Write out all the lines of these items again, including the requests, but shift every coordinate in the box answers up by 119. Leave the pictures out.

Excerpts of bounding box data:
══════════
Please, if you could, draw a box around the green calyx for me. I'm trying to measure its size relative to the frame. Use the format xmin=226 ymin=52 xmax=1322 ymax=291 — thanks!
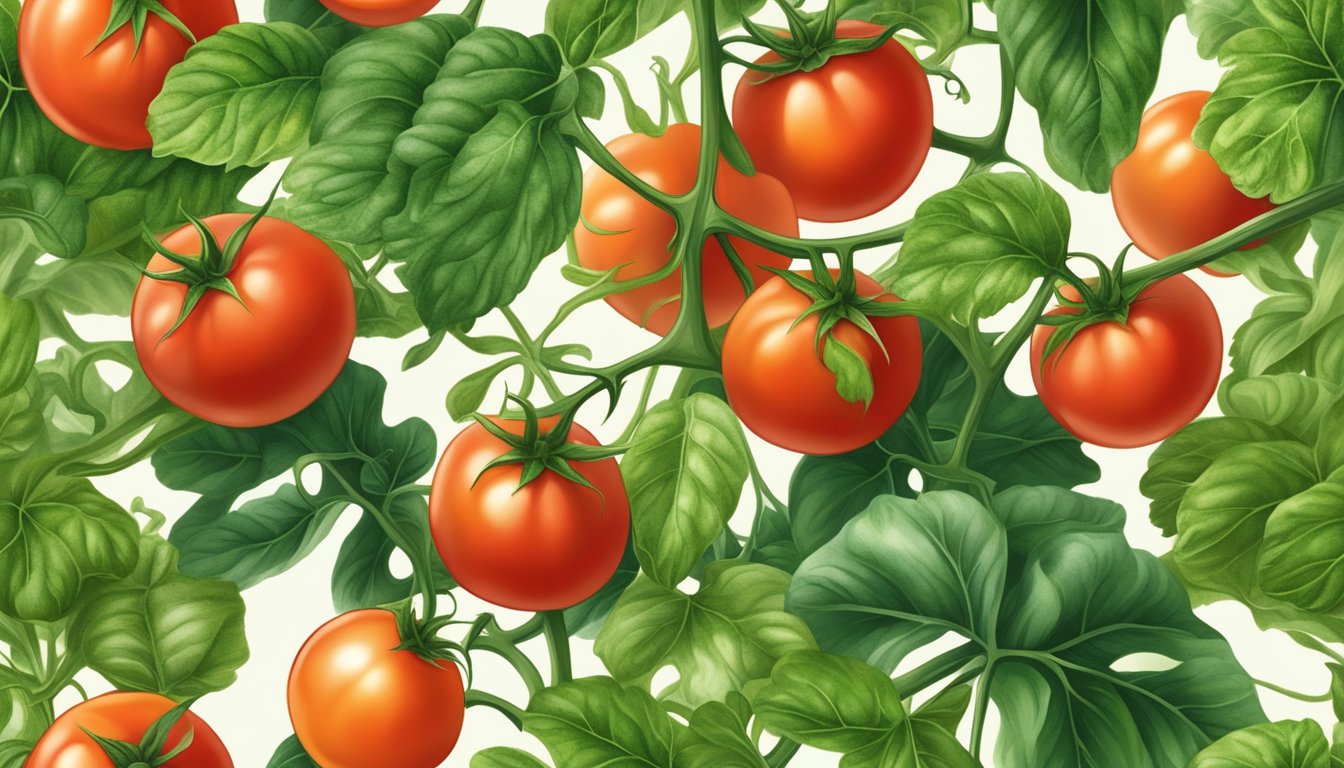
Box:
xmin=472 ymin=394 xmax=625 ymax=495
xmin=81 ymin=699 xmax=196 ymax=768
xmin=742 ymin=0 xmax=895 ymax=77
xmin=94 ymin=0 xmax=196 ymax=54
xmin=770 ymin=268 xmax=890 ymax=409
xmin=140 ymin=187 xmax=278 ymax=342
══════════
Finished task |
Please, if you could, draw a box around the green calyx for me. I'm trying to measure its size relative to the frame. Use the format xmin=226 ymin=52 xmax=1322 ymax=291 — thanks!
Box:
xmin=591 ymin=513 xmax=744 ymax=614
xmin=200 ymin=818 xmax=315 ymax=887
xmin=861 ymin=119 xmax=1014 ymax=196
xmin=213 ymin=119 xmax=315 ymax=173
xmin=889 ymin=387 xmax=1009 ymax=528
xmin=259 ymin=306 xmax=397 ymax=461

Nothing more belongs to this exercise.